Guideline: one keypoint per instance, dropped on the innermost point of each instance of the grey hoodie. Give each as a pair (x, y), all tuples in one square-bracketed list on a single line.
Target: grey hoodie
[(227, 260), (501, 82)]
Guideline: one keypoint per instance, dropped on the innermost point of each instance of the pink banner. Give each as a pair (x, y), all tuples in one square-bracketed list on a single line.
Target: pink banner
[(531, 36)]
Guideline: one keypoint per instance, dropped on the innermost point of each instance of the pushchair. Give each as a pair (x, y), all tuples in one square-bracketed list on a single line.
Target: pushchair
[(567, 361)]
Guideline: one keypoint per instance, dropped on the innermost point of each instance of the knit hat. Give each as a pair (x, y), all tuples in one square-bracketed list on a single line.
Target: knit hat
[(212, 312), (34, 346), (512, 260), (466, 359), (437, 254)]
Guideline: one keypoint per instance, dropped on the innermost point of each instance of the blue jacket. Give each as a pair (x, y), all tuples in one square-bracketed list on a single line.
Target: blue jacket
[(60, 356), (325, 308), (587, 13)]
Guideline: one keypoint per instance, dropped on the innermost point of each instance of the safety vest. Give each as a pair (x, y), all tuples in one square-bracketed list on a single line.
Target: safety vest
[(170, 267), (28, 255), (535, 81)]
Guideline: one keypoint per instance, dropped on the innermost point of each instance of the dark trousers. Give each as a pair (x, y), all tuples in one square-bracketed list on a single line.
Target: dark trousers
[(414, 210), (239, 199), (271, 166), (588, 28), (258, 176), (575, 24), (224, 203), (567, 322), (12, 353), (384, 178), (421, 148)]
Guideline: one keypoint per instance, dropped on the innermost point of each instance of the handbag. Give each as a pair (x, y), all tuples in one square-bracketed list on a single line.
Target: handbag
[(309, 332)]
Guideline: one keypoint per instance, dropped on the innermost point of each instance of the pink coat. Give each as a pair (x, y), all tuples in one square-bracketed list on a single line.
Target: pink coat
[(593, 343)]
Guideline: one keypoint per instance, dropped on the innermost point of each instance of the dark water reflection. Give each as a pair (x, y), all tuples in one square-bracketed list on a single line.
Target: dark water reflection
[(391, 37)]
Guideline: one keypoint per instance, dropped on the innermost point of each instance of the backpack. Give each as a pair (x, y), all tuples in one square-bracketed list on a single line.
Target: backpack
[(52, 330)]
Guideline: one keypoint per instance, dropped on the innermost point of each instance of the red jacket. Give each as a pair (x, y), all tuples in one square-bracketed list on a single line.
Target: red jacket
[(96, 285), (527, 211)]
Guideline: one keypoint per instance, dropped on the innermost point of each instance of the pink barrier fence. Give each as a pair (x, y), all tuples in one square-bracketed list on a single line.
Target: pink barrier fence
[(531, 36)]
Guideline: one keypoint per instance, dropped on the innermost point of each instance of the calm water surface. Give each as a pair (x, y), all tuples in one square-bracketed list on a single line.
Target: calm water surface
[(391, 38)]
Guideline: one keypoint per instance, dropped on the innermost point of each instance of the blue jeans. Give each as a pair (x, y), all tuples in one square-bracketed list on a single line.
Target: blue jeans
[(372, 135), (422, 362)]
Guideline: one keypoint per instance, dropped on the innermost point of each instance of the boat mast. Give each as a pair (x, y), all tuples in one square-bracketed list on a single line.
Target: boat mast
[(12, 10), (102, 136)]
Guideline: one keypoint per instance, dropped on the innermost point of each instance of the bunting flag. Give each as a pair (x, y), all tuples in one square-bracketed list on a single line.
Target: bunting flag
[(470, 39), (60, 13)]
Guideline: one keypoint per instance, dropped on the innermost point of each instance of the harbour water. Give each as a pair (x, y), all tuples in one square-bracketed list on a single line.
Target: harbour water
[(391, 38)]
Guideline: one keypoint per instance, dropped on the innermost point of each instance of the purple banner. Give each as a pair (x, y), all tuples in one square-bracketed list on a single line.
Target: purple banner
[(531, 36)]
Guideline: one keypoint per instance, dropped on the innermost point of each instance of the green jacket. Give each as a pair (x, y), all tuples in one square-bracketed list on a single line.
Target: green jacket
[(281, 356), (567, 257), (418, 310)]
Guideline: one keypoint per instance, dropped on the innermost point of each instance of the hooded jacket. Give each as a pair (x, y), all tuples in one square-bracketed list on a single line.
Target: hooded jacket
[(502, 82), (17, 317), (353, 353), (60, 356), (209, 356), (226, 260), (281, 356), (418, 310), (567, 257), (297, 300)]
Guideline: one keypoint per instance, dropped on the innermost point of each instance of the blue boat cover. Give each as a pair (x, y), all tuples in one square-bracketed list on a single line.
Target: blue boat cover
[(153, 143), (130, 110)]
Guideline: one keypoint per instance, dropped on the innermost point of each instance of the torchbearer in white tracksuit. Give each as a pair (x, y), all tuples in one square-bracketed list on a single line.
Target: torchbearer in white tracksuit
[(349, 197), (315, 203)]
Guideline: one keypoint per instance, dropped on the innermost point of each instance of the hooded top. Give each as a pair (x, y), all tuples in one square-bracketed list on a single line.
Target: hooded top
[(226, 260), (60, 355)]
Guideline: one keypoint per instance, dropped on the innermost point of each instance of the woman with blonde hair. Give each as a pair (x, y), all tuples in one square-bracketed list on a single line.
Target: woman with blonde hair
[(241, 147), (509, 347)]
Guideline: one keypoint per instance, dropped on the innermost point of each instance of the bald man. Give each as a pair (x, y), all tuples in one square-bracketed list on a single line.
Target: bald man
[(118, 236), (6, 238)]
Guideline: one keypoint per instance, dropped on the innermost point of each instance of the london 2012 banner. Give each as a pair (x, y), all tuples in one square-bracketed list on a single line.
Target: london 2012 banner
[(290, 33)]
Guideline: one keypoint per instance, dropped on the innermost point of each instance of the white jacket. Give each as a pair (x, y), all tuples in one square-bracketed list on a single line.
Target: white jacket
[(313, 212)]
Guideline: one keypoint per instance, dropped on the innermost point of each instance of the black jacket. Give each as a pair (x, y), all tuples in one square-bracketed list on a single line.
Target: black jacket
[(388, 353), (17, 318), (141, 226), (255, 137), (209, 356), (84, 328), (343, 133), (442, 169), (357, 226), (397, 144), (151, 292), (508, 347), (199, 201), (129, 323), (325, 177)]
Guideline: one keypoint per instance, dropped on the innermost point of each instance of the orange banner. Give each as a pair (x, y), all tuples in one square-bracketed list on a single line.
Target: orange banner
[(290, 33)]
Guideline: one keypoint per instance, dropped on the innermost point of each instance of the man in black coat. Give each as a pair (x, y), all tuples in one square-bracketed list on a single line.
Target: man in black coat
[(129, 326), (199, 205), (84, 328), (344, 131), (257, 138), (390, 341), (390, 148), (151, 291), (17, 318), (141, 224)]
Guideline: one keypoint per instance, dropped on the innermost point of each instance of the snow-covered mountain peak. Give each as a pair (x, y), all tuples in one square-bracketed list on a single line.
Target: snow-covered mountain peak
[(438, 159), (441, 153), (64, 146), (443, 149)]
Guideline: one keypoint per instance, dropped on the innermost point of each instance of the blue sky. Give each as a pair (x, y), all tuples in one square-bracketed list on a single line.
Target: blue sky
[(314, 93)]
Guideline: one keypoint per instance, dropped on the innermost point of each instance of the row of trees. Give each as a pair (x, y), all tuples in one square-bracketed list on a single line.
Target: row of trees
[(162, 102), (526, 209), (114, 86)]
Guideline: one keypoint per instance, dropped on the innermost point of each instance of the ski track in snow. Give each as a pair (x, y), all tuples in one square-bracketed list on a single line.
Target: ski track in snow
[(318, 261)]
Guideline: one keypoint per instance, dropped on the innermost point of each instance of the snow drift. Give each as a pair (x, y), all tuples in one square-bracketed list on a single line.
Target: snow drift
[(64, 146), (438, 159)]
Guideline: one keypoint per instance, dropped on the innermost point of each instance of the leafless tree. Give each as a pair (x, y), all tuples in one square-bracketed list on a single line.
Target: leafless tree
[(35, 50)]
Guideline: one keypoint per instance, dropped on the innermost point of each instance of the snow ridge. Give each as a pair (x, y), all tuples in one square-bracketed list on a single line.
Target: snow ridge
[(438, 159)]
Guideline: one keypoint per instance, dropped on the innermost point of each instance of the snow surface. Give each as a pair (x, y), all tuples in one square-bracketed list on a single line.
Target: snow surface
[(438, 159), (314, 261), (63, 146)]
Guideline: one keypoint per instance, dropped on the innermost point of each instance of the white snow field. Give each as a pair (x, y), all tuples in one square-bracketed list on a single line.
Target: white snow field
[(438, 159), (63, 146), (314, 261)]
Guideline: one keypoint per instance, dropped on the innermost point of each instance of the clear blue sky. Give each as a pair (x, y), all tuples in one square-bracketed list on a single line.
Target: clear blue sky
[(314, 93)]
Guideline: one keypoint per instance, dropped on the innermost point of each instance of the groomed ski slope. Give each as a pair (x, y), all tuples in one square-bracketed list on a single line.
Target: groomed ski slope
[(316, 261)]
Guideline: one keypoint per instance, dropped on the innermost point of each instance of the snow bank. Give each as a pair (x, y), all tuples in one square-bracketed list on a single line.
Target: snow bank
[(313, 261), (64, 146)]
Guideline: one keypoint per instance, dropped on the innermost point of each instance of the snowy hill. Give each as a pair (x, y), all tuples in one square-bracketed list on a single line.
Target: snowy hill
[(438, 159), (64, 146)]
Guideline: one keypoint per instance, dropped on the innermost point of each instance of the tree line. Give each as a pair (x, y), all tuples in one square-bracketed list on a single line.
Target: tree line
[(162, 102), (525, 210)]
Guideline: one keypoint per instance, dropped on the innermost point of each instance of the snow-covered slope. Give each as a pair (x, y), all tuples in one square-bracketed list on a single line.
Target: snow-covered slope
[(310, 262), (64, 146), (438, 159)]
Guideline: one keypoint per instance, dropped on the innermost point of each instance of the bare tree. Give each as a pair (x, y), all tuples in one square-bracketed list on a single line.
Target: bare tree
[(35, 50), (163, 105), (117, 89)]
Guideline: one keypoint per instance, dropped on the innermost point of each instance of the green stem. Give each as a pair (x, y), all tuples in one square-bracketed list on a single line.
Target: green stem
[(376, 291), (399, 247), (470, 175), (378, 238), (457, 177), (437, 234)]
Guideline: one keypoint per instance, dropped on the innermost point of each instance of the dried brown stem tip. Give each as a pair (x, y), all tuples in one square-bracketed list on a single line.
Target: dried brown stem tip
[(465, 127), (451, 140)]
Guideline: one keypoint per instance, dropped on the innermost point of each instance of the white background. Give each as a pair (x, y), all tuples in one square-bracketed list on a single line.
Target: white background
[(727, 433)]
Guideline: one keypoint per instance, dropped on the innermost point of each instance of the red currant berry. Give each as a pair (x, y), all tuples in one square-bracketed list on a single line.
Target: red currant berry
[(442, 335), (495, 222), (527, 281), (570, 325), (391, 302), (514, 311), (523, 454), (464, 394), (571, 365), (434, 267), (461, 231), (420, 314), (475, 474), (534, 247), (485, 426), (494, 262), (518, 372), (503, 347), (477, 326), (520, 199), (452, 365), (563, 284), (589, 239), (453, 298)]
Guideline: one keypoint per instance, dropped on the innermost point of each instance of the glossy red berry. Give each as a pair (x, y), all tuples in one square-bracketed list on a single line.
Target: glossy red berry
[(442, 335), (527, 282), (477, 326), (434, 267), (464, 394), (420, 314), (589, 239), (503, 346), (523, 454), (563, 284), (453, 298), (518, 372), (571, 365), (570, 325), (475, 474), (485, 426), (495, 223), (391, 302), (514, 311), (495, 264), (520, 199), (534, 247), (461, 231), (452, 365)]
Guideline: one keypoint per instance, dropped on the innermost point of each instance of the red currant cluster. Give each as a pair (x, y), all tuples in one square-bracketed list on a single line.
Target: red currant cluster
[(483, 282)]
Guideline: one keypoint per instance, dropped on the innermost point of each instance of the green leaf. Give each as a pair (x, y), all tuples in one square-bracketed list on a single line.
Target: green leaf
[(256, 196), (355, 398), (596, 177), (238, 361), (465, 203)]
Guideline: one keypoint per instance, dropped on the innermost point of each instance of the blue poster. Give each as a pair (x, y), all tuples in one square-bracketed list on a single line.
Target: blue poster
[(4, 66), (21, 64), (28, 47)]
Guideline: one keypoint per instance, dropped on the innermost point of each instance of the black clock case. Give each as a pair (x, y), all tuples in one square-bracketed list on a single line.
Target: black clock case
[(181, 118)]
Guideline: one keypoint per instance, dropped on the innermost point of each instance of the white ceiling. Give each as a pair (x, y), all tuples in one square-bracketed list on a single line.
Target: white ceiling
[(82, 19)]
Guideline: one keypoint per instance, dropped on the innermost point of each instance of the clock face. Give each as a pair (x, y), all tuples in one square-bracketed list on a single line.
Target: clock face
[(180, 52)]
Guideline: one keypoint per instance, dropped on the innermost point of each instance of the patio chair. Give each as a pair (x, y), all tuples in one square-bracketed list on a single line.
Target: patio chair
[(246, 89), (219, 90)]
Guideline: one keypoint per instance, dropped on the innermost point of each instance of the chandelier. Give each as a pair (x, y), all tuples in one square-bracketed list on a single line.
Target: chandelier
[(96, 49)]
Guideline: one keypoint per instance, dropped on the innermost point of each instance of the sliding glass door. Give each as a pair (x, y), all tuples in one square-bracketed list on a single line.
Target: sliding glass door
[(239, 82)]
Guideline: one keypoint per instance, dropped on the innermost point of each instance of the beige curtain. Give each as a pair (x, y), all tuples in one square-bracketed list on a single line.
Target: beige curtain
▬▬▬
→ What needs to be done: Swap "innermost point" for "central point" in the stretch from the line containing "the snow-covered slope." through the line containing "239), (453, 298)]", and return only those lines, with everything else left as it is.

→ Response below:
Guideline: one keypoint per instance, dropped on the central point of each instance of the snow-covered slope. Give each as a pair (x, y), all tuples in one square-bracketed list on a single line.
Target: snow-covered slope
[(310, 262), (64, 146), (438, 159)]
Guideline: one keypoint per instance, dropped on the central point of each instance of the bare tree. Give each as a pair (x, y), all tuples in one square-bracketed list on a single line.
Target: bare tree
[(35, 50), (163, 105), (117, 89)]
Guideline: one keypoint per instance, dropped on the central point of each instance of the green stem. Give each as a pair (x, y), all tuples in one square-bracketed list on a single line.
Target: green stem
[(376, 291), (399, 247), (470, 175), (378, 238), (457, 177), (437, 234)]
Guideline: one keypoint per instance, dropped on the central point of each instance of the dried brown stem tip. Give each as a pair (x, y), all tuples in one square-bracketed list on a single line.
Target: dried brown stem tip
[(465, 127), (451, 140)]
Guideline: one keypoint per instance, dropped on the central point of each instance of the white background. Give each as a pair (x, y), all tuples in one square-bracketed list on a single line.
Target: white background
[(727, 433)]
Guideline: one keypoint per instance, dropped on the central point of each instance of the red currant berry. Give each as a pair (x, y), all tuples in one square-bracketed list on a single line.
Target: red currant berry
[(442, 335), (495, 222), (527, 281), (570, 325), (391, 302), (514, 311), (523, 454), (464, 394), (571, 365), (434, 267), (461, 231), (420, 314), (475, 474), (534, 247), (485, 426), (494, 262), (518, 372), (503, 347), (477, 326), (520, 199), (452, 365), (563, 284), (589, 239), (453, 298)]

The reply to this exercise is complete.